(Pointing records)
┄┄┄┄┄┄
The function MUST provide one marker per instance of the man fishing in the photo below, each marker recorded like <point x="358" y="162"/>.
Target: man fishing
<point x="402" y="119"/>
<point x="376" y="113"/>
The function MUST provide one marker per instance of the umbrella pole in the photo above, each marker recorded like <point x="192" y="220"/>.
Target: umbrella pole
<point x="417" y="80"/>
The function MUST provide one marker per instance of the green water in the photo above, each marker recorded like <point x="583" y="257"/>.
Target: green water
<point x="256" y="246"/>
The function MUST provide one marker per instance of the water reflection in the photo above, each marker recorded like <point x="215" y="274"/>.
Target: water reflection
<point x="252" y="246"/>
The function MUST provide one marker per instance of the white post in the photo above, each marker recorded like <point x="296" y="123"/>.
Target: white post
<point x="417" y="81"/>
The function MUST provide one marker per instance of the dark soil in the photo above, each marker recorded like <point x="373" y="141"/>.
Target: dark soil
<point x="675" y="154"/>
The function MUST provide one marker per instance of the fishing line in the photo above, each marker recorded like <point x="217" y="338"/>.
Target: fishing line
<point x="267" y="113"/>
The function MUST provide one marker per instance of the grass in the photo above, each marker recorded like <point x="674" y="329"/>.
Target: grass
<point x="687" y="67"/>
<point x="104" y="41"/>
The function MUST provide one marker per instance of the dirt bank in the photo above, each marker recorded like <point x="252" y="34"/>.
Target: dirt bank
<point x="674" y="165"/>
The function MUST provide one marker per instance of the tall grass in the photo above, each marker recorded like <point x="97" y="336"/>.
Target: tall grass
┄┄┄┄┄┄
* TASK *
Copy every line of the records above word for word, leaving nothing out.

* EXERCISE ANSWER *
The function MUST provide one marker per instance of the man fishing in the photo below, each marker recorded like <point x="358" y="162"/>.
Target: man fishing
<point x="402" y="119"/>
<point x="376" y="113"/>
The function MUST provide one marker per instance of the umbrella pole in the photo above, each marker recorded like <point x="192" y="220"/>.
Target: umbrella pole
<point x="417" y="80"/>
The function MUST provide one marker per instance of the green water in the photo above, each marker recorded like <point x="583" y="257"/>.
Target: green water
<point x="256" y="246"/>
The function MUST provide one marker per instance of the water reflection in the photo above, each marker recorded like <point x="215" y="274"/>.
Target: water reflection
<point x="252" y="246"/>
The function MUST provide one marker per instance of the white post in the photo above, each marker recorded like <point x="296" y="123"/>.
Target: white post
<point x="417" y="81"/>
The function MUST provide one marker per instance of the dark soil in the photo above, each marker recorded like <point x="373" y="141"/>.
Target: dark soil
<point x="675" y="154"/>
The function MUST provide one marker per instance of the fishing line in the photo above, each marker recorded like <point x="217" y="338"/>.
Target: fishing line
<point x="267" y="113"/>
The function MUST provide one marker per instance of the grass in the photo above, each marker recorded like <point x="674" y="329"/>.
Target: grass
<point x="687" y="67"/>
<point x="104" y="41"/>
The function MUST provide one marker per instance of the dirt bank in the photo above, each marker recorded like <point x="252" y="34"/>.
Target: dirt bank
<point x="674" y="165"/>
The function MUST provide one marker per instance of the tall grass in the photo above, each marker recorded like <point x="97" y="336"/>.
Target: tall grass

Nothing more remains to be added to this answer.